Prolongez le compte rendu du concert de Leon Russell et Dr. John au Théâtre Maisonneuve en enchaînant sur sa dernière phrase.

Extrait du document:
▼▼▼

Festival de Jazz de Montréal – Jour 6 | Leon Russell et Dr. John au Théâtre Maisonneuve

C’était la sixième soirée du Festival de jazz et à l’intérieur du Théâtre Maisonneuve se préparait quelque chose de gros. Un programme double mettant en vedette deux vieux de la vieille venus confirmer leur statut de légende. Leon Russell et Dr. John auront fait justement ça.

D’associer ces titans en un spectacle commun est déjà en soi une idée digne de mention. Tous deux sont des parrains de l’extravagance, comptant à leur actif pas loin d’une vingtaine d’albums chacun, possédant tous deux un paquet de cordes vocales immédiatement reconnaissable et ayant tous deux vu leur carrière renaître ces dernières années grâce à d’autres artistes.

En effet, Russell sera présenté à un public nouveau via The Union, l’album qu’il fera en duo avec Elton John. Dr. John, lui, sera carrément introduit à une génération flambant neuve grâce à Dan Auerbach des Black Keys, qui l’exhumera en 2012 afin de produire un nouvel album.

▲▲▲

Entrées extraites:
▼▼▼

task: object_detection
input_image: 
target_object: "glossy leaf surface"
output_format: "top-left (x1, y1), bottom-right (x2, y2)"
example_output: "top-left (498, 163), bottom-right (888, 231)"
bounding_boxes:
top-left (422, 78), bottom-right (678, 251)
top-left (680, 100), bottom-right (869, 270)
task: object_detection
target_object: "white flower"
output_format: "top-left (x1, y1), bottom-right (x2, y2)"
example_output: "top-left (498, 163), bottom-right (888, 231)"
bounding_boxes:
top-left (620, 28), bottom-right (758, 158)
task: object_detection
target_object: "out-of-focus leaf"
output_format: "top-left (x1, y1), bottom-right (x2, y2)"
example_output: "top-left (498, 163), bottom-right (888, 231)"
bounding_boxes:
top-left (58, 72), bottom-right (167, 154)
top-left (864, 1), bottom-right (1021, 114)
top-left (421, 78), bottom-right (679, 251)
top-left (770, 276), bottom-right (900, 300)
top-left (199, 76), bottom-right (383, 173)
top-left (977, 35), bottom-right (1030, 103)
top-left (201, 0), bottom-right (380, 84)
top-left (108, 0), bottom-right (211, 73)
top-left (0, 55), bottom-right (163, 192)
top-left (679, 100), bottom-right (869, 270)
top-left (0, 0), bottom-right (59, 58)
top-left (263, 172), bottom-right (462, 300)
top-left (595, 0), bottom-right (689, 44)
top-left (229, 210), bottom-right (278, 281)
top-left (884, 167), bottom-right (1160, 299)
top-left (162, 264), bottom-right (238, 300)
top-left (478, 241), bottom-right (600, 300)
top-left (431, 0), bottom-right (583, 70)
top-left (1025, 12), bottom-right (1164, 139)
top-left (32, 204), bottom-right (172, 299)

▲▲▲
▼▼▼

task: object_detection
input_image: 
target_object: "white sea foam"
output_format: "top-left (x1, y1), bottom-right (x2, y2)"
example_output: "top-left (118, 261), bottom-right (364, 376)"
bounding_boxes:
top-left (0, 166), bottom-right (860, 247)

▲▲▲

Réponse:
Mais clairement le public n’est pas là pour célébrer cette nouvelle ère. La salle veut ses classiques.

 

Leon Russell

Et Russell, qui ouvre la soirée, l’a deviné.

Photo par Pierre Bourgault.

Leon Russell. Photo par Pierre Bourgault.

Il aligne hit après hit, intégrant ici et là certaines reprises telles Georgia On My Mind, popularisée par Ray Charles.

Et « aligner » est le bon terme : Il faudra cinq-six chansons avant qu’il n’y ait une première pause de plus de quelques secondes. Ce qui marquera aussi le premier contact que Russell aura avec son public.

Premier de deux. L’homme n’est pas un bavard.

Après quelques autres titres très southern rock, les musiciens qui accompagnent l’artiste quittent la scène et le laissent seul à son clavier. C’est l’heure pour les ballades This Masquerade (première chanson de l’histoire à occuper la pôle position dans les palmarès pop, jazz et R&B simultanément) et Sweet Emily.

Le groupe reviendra pour conclure en force sous le poids d’un rock plus franc encore qu’au début de la prestation.

Les hics, par contre, il y en a. Toutes mises en commun comme ça, les chansons de ce sieur finissent par pas mal se ressembler. Surtout qu’elles portent chacune les mêmes arrangements,  marqués par les plus ou moins convaincants cuivres et cordes synthétiques propulsés par un Macbook lié au clavier.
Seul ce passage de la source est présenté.